%%
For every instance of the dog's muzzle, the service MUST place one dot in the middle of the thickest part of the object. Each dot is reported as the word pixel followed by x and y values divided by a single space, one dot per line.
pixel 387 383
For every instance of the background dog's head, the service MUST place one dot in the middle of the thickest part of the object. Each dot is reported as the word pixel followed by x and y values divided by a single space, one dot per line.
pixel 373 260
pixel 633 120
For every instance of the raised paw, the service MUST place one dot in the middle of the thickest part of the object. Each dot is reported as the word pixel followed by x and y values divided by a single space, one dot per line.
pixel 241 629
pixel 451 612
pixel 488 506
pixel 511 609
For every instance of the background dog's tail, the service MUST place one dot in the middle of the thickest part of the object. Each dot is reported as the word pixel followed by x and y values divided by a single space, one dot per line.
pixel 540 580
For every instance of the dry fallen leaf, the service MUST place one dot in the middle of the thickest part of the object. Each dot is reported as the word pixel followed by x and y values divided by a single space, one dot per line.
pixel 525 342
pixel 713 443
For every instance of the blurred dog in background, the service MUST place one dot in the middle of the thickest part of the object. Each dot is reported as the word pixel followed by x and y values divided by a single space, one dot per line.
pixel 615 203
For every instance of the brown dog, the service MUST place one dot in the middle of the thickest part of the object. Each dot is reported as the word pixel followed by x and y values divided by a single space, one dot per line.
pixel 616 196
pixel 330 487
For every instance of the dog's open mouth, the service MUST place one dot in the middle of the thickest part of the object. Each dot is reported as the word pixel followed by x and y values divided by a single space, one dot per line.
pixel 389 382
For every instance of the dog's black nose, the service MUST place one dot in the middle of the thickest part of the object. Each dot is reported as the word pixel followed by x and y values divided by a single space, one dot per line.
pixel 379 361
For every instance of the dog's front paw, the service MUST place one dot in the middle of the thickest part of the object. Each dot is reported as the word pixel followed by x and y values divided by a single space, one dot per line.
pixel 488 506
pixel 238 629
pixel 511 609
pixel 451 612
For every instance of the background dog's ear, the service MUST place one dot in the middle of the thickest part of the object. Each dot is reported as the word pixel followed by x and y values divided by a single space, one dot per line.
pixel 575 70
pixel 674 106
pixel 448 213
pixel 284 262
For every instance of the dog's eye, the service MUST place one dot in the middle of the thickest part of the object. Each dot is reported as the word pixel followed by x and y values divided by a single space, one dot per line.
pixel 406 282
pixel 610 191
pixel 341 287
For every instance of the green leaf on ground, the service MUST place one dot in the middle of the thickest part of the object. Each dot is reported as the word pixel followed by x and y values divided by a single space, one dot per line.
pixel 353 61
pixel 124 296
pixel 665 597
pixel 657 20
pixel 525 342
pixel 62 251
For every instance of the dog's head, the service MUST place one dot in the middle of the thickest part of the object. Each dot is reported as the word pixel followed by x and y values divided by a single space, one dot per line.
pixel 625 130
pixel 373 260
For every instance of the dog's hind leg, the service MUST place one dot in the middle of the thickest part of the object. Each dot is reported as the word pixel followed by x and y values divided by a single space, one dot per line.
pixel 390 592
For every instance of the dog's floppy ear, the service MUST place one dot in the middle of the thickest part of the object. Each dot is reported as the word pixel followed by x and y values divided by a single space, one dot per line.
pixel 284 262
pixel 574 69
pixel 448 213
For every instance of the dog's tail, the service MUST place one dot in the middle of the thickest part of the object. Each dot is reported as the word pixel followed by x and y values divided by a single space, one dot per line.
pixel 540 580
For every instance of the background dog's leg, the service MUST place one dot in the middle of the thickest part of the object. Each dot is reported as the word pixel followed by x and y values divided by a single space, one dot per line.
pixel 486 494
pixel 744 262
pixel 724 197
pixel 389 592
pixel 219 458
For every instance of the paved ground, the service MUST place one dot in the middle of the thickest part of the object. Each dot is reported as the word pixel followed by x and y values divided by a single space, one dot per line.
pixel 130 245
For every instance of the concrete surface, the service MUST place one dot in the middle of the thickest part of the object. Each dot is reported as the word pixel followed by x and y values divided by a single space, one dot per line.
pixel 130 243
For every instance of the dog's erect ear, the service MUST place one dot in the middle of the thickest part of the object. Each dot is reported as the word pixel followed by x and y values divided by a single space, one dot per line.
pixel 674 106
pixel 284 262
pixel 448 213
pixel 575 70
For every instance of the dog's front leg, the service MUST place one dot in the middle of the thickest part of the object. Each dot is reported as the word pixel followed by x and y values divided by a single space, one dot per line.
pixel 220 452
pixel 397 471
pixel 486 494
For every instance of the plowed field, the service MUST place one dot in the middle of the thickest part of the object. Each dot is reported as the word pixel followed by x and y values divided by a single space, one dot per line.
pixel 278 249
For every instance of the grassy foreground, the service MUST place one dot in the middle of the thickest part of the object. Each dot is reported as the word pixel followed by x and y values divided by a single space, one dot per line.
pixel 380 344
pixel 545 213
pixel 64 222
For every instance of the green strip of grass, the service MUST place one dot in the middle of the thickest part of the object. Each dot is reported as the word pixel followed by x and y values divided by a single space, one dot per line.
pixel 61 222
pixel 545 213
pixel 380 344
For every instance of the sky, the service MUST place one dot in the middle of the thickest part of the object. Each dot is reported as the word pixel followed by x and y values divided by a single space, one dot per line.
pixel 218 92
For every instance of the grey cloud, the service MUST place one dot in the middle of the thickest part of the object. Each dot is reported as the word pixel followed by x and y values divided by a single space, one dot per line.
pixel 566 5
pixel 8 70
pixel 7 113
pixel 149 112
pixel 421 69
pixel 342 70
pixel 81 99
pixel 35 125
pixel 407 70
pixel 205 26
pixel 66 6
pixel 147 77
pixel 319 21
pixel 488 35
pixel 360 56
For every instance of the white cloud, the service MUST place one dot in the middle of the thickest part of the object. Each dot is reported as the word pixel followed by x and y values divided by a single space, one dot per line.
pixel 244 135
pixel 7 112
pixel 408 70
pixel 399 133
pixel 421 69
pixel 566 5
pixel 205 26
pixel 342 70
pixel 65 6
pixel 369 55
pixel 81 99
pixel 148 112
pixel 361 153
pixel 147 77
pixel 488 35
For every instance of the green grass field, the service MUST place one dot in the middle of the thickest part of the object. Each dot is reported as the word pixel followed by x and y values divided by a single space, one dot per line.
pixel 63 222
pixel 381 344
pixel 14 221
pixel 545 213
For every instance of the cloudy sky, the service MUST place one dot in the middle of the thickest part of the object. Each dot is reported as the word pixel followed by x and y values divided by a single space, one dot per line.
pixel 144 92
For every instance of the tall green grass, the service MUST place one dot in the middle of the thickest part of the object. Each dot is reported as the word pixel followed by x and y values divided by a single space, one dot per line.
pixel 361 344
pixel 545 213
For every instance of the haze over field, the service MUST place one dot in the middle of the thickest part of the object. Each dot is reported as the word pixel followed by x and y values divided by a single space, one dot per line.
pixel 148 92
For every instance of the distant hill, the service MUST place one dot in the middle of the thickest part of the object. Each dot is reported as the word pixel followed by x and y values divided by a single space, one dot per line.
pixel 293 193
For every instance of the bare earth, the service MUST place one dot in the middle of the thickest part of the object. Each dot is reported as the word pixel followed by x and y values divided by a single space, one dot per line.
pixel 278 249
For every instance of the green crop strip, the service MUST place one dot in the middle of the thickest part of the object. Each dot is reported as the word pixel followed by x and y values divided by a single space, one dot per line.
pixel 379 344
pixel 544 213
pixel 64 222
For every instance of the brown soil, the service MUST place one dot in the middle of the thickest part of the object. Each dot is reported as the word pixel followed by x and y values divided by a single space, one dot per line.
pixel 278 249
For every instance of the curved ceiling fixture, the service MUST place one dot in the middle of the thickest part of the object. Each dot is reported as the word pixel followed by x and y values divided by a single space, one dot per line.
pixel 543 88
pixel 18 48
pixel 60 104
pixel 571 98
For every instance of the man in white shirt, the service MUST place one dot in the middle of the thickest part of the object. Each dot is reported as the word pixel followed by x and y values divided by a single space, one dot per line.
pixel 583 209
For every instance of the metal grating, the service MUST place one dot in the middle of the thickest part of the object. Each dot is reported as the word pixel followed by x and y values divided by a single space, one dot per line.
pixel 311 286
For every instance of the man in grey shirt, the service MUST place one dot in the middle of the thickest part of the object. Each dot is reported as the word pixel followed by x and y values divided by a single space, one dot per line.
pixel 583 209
%%
__Your instructions__
In the listing above, please write out again the lines that begin at the one containing "For every instance of the grey" and end after the one containing "pixel 7 113", replacing "thickest part" with "widest part" and changing nothing else.

__Exercise answer__
For every instance of the grey cloud, the service MUST place one dot in the middle of the widest part of the object. Each dot is reported as the word pixel followed by x and y values divided by a single space, one dot per line.
pixel 566 5
pixel 8 70
pixel 7 113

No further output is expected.